■ GOALS ■
**A)** For the Charsiu aligner page, say whether each statement agrees with it, answering yes or no and quoting the exact words that decide it. (i) Word alignment was added to charsiu_forced_aligner on 1.26.2022. (ii) The Common Voice release covers over a million English utterances. (iii) A numpy array of speech signal can be given to the model.
**B)** Carry the Charsiu aligner page forward, starting right after its last line.

Giter Site home page Giter Site logo

charsiu's Introduction

Charsiu: A transformer-based phonetic aligner [arXiv]

Updates

  • 2.10.2022. We release phone- and word-level alignments for 860k utterances from the English subset of Common Voice. Check out this link.
  • 1.31.2022. We release phone- and word-level alignments for over a million Mandarin utterances. Check out this link.
  • 1.26.2022. Word alignment functionality has been added to charsiu_forced_aligner .

Intro

Charsiu is a phonetic alignment tool, which can:

  • recognise phonemes in a given audio file
  • perform forced alignment using phone transcriptions created in the previous step or provided by the user.
  • directly predict the phone-to-audio alignment from audio (text-independent alignment)

The aligner is under active development. New functions, new languages and detailed documentation will be added soon! Give us a star if you like our project!
Fun fact: Char Siu is one of the most representative dishes of Cantonese cuisine 🍲 (see wiki).

Table of content

Tutorial

[!NEW] A step-by-step tutorial for linguists: Open In Colab

You can directly run our model in the cloud via Google Colab!

  • Forced alignment: Open In Colab
  • Textless alignment: Open In Colab

Usage

git clone  https://github.com/lingjzhu/charsiu
cd charsiu

Forced alignment

from Charsiu import charsiu_forced_aligner
# if there are errors importing, uncomment the following lines and add path to charsiu
# import sys
# sys.path.append('path_to_charsiu/src')

# initialize model
charsiu = charsiu_forced_aligner(aligner='charsiu/en_w2v2_fc_10ms')
# perform forced alignment
alignment = charsiu.align(audio='./local/SA1.WAV',
                          text='She had your dark suit in greasy wash water all year.')
# perform forced alignment and save the output as a textgrid file
charsiu.serve(audio='./local/SA1.WAV',
              text='She had your dark suit in greasy wash water all year.',
              save_to='./local/SA1.TextGrid')


# Chinese
charsiu = charsiu_forced_aligner(aligner='charsiu/zh_w2v2_tiny_fc_10ms',lang='zh')
charsiu.align(audio='./local/SSB00050015_16k.wav',text='经广州日报报道后成为了社会热点。')
charsiu.serve(audio='./local/SSB00050015_16k.wav', text='经广州日报报道后成为了社会热点。',
              save_to='./local/SSB00050015.TextGrid')
              
# An numpy array of speech signal can also be passed to the model.
import soundfile as sf
y, sr = sf.read('./local/SSB00050015_16k.wav')
charsiu.align(audio=y,text='经广州日报报道后成为了社会热点。')

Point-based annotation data
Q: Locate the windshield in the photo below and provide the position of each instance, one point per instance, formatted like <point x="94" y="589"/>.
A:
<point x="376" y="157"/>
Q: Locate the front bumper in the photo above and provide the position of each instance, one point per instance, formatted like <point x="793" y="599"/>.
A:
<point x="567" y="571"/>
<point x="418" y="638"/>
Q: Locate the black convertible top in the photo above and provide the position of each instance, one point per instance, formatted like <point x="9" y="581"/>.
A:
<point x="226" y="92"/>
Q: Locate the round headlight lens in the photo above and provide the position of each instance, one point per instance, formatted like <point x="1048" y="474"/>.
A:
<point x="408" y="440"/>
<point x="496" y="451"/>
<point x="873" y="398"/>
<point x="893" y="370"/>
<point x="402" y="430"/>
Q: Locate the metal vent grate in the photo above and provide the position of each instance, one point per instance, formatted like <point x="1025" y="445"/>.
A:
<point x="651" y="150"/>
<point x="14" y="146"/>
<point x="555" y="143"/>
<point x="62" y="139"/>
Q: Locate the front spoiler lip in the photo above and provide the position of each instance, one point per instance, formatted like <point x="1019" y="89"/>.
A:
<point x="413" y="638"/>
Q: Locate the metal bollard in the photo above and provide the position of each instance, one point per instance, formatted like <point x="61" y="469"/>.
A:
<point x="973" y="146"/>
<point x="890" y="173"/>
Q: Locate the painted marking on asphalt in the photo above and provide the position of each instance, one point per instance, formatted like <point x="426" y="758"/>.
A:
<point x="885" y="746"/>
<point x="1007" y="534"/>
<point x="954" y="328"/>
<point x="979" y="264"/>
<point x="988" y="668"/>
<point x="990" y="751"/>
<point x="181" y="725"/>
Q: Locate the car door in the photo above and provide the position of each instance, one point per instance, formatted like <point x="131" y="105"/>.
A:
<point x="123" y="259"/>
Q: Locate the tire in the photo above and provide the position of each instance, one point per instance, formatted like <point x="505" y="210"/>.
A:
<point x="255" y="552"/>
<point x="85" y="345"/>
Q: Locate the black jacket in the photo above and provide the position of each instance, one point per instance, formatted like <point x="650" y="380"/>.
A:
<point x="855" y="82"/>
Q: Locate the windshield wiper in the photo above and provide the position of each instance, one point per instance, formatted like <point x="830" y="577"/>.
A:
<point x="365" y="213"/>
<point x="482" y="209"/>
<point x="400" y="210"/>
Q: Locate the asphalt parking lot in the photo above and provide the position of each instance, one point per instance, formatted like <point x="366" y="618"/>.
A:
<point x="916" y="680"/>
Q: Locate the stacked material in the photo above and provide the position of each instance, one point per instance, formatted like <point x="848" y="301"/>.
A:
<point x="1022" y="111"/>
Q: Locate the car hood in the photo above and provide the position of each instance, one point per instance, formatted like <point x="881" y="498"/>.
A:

■ OUTPUTS BY TASK ■
**A)**
(i) Yes: "1.26.2022. Word alignment functionality has been added to charsiu_forced_aligner"
(ii) No: "We release phone- and word-level alignments for 860k utterances from the English subset of Common Voice."
(iii) Yes: "An numpy array of speech signal can also be passed to the model."

**B)**
Textless alignment

from Charsiu import charsiu_predictive_aligner
# English
# initialize a model
charsiu = charsiu_predictive_aligner(aligner='charsiu/en_w2v2_fc_10ms')
# perform textless alignment
alignment = charsiu.align(audio='./local/SA1.WAV')
# Or
# perform textless alignment and output the results to a textgrid file
charsiu.serve(audio='./local/SA1.WAV', save_to='./local/SA1.TextGrid')


# Chinese
charsiu = charsiu_predictive_aligner(aligner='charsiu/zh_xlsr_fc_10ms',lang='zh')

charsiu.align(audio='./local/SSB16240001_16k.wav')
# Or
charsiu.serve(audio='./local/SSB16240001_16k.wav', save_to='./local/SSB16240001.TextGrid')

Pretrained models

Pretrained models are available at the 🤗 HuggingFace model hub: https://huggingface.co/charsiu.

Development plan

  • Package
Items Progress
Documentation Nov 2021
Textgrid support
Word Segmentation
Model compression TBD
IPA support TBD
  • Multilingual support
Language Progress
English (American)
Mandarin Chinese
German TBD
Spanish TBD
English (British) TBD
Cantonese TBD
AAVE TBD

Dependencies

pytorch
transformers
datasets
librosa
g2pe
praatio
g2pM

Training

The training pipeline is coming soon!

Note.Training code is in experiments/. Those were original research code for training the model. They still need to be reorganized.

Attribution and Citation

For now, you can cite this tool as:

@article{zhu2022charsiu,
  title={Phone-to-audio alignment without text: A Semi-supervised Approach},
  author={Zhu, Jian and Zhang, Cong and Jurgens, David},
  journal={IEEE International Conference on Acoustics, Speech and Signal Processing (ICASSP)},
  year={2022}
 }

Or

To share a direct web link: https://github.com/lingjzhu/charsiu/.

References

Transformers
s3prl
Montreal Forced Aligner

Disclaimer

This tool is a beta version and is still under active development. It may have bugs and quirks, alongside the difficulties and provisos which are described throughout the documentation. This tool is distributed under MIT license. Please see license for details.

By using this tool, you acknowledge:

  • That you understand that this tool does not produce perfect camera-ready data, and that all results should be hand-checked for sanity's sake, or at the very least, noise should be taken into account.

  • That you understand that this tool is a work in progress which may contain bugs. Future versions will be released, and bug fixes (and additions) will not necessarily be advertised.

  • That this tool may break with future updates of the various dependencies, and that the authors are not required to repair the package when that happens.

  • That you understand that the authors are not required or necessarily available to fix bugs which are encountered (although you're welcome to submit bug reports to Jian Zhu ([email protected]), if needed), nor to modify the tool to your needs.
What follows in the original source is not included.